» **TRY IT**
The requested output is every line from the one with "Annotate the glass stem" through the last line below, printed exactly.
**** RECORDS FOR PROCESSING
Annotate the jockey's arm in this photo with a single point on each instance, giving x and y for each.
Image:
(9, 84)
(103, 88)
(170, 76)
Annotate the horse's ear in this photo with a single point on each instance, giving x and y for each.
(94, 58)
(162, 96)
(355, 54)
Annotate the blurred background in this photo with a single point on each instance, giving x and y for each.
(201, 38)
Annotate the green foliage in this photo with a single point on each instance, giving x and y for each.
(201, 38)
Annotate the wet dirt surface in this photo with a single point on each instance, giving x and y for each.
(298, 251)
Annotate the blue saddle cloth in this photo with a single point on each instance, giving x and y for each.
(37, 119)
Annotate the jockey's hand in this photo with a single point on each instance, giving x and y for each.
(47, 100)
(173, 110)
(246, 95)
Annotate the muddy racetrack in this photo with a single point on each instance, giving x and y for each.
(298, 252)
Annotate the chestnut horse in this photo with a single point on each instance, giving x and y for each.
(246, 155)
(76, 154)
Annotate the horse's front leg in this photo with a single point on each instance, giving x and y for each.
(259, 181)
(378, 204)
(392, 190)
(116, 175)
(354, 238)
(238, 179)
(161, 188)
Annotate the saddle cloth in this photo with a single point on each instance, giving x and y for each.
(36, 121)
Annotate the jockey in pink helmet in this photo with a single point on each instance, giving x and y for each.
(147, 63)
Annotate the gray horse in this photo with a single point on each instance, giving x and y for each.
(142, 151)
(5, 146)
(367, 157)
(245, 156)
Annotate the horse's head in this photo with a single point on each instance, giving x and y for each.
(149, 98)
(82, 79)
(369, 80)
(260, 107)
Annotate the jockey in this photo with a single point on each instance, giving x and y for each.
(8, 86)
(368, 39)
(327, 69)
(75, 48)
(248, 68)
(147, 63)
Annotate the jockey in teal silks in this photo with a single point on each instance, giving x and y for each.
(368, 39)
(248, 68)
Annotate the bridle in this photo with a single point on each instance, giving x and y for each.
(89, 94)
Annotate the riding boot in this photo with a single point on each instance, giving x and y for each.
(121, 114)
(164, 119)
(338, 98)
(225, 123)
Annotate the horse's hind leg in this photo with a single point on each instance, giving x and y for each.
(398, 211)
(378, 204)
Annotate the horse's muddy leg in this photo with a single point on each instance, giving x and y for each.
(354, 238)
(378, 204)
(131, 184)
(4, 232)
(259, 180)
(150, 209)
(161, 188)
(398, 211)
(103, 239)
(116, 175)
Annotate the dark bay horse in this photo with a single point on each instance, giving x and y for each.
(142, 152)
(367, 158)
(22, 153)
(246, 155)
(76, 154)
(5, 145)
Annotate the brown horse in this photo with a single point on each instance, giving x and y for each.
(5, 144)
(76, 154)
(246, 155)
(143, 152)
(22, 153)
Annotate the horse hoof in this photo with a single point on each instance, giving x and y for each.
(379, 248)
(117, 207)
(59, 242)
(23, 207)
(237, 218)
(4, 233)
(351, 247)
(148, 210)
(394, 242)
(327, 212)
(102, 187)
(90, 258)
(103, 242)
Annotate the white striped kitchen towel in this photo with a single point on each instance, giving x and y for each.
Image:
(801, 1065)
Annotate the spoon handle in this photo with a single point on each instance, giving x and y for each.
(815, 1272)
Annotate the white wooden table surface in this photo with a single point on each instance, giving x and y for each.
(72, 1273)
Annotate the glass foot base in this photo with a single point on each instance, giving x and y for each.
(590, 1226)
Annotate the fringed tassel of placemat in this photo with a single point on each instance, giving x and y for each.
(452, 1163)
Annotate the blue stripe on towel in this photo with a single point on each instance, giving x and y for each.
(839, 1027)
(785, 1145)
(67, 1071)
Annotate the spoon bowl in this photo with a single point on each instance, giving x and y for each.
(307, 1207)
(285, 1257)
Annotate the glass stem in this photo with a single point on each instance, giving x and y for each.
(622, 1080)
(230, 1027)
********
» **PROBLEM SOLUTION**
Annotate the glass stem in this photo with a single point on each instance, giving x and y for each.
(622, 1080)
(230, 1027)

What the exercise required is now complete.